#### Exercise goal:
Every line from the line containing "target | red document folder" through the final line of the data is to be printed exactly; no other line is to appear.

#### Available records:
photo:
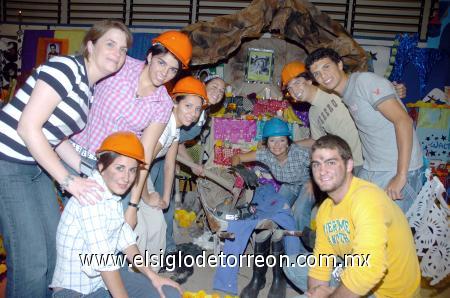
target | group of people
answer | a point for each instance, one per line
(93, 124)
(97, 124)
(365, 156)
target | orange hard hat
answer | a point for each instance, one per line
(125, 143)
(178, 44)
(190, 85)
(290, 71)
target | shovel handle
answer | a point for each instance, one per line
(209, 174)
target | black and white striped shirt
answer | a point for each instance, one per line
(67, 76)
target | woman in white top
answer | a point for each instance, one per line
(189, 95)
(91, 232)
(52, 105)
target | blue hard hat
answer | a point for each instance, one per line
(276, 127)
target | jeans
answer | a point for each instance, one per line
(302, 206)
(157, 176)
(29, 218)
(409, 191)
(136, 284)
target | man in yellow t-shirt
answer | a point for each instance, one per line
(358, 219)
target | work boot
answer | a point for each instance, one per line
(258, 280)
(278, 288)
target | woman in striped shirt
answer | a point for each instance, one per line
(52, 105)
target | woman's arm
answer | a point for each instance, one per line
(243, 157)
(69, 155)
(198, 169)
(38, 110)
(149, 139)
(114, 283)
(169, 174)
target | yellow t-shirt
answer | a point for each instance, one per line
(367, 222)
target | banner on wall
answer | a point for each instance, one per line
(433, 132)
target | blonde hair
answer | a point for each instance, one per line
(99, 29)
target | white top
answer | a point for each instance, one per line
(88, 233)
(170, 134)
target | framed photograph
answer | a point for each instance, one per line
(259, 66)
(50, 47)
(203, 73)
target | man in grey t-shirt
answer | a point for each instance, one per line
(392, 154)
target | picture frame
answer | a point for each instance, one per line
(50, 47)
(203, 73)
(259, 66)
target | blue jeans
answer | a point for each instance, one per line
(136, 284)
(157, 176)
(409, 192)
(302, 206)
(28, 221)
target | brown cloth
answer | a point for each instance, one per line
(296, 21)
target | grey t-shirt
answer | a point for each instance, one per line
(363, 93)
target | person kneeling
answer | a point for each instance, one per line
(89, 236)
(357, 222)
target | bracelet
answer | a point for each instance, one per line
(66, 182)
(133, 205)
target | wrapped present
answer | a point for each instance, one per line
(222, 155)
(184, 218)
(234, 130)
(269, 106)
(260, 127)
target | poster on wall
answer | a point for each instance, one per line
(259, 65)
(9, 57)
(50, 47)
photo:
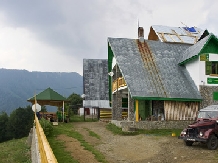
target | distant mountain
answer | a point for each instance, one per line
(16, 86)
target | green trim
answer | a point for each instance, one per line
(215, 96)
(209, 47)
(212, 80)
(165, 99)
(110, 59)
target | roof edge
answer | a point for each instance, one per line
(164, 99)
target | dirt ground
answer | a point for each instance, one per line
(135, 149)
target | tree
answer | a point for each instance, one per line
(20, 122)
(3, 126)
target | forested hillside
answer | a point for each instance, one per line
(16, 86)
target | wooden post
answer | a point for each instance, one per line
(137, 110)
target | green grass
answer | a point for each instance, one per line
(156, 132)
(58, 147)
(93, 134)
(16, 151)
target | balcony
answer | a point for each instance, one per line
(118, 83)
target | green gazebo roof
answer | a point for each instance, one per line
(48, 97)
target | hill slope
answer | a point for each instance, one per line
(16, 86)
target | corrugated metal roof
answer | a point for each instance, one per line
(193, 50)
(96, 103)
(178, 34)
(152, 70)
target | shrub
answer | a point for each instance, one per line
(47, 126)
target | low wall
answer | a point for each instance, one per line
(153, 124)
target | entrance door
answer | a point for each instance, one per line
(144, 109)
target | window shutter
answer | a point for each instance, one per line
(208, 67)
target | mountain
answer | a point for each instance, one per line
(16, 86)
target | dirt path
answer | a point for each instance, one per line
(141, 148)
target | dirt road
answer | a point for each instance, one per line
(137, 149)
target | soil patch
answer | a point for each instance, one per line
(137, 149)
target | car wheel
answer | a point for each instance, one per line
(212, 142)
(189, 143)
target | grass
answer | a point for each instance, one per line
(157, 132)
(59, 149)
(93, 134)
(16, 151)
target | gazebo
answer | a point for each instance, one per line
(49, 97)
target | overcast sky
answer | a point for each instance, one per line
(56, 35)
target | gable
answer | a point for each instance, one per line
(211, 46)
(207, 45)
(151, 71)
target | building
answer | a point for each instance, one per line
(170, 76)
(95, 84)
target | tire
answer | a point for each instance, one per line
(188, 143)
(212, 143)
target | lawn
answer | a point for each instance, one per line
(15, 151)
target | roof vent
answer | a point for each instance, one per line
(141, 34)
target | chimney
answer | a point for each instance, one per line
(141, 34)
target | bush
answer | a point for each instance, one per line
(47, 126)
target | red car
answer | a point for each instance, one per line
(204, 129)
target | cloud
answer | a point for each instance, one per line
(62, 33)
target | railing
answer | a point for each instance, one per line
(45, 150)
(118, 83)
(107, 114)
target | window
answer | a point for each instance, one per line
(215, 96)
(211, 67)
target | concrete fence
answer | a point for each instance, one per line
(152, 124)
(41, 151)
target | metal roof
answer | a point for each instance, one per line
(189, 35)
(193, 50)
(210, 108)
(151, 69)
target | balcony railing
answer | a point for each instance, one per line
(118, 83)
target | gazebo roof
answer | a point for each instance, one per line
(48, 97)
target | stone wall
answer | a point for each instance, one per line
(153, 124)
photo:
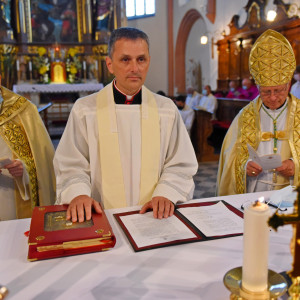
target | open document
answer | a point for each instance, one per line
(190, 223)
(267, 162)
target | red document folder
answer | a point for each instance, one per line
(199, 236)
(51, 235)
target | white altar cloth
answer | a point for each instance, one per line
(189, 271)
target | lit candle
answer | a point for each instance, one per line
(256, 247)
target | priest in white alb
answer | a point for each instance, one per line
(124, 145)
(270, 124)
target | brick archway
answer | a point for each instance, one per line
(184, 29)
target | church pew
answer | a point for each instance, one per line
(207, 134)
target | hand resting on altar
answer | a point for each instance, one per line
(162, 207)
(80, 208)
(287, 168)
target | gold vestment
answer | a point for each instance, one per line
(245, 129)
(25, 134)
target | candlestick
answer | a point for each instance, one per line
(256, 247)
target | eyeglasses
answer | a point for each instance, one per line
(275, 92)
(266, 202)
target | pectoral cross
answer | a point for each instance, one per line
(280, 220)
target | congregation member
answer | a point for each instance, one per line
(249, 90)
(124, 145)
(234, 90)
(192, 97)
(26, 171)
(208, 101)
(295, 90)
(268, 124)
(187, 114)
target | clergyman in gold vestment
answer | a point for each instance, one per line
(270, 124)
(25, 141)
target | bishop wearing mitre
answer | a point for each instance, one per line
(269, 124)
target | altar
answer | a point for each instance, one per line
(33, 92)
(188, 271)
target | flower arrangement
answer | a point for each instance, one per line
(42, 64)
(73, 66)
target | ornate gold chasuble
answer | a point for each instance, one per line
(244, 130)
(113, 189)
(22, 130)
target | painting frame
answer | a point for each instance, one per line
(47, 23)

#### Expected answer:
target | red document folder
answer | a point for each instance, one per line
(199, 236)
(51, 235)
target | white altar cloth
answer | a point for each instance, one per line
(189, 271)
target | lit candle
answer | a point for each instance, one per line
(256, 247)
target | priest in white alb
answer | a point for each instance, one per line
(124, 145)
(270, 124)
target | brick archway
answer | a point for each instance, one per line
(184, 29)
target | church pew
answer | a point for each instance, one per line
(207, 134)
target | hand resting on altar
answer | a point for each instance, one per line
(162, 207)
(80, 208)
(287, 168)
target | gold vestment
answer | a point for each instance, one per line
(245, 129)
(25, 134)
target | candlestick
answer | a point for each instance, one per line
(256, 247)
target | eyeglasses
answer | a point for each instance, one per line
(275, 92)
(266, 202)
target | pectoral cross
answer | a point for each instance, one per line
(280, 220)
target | congregation member
answer | a point for each instance, one per line
(249, 90)
(124, 145)
(234, 90)
(192, 97)
(26, 171)
(208, 101)
(295, 90)
(268, 124)
(187, 114)
target | clergyman in gold vestment
answer | a point for each instance, one per line
(270, 124)
(25, 141)
target | bishop wearing mitre
answer | a point for each instance, one per line
(269, 124)
target | altar
answer | a point for each instance, one per line
(33, 92)
(188, 271)
target | flower arrangement
answer | a point for each instance, one per line
(42, 64)
(73, 66)
target | ornate gold chasuble
answer | a point for each instance, one per line
(244, 130)
(113, 189)
(22, 130)
target | painting frame
answer | a point for each instance, one per line
(47, 23)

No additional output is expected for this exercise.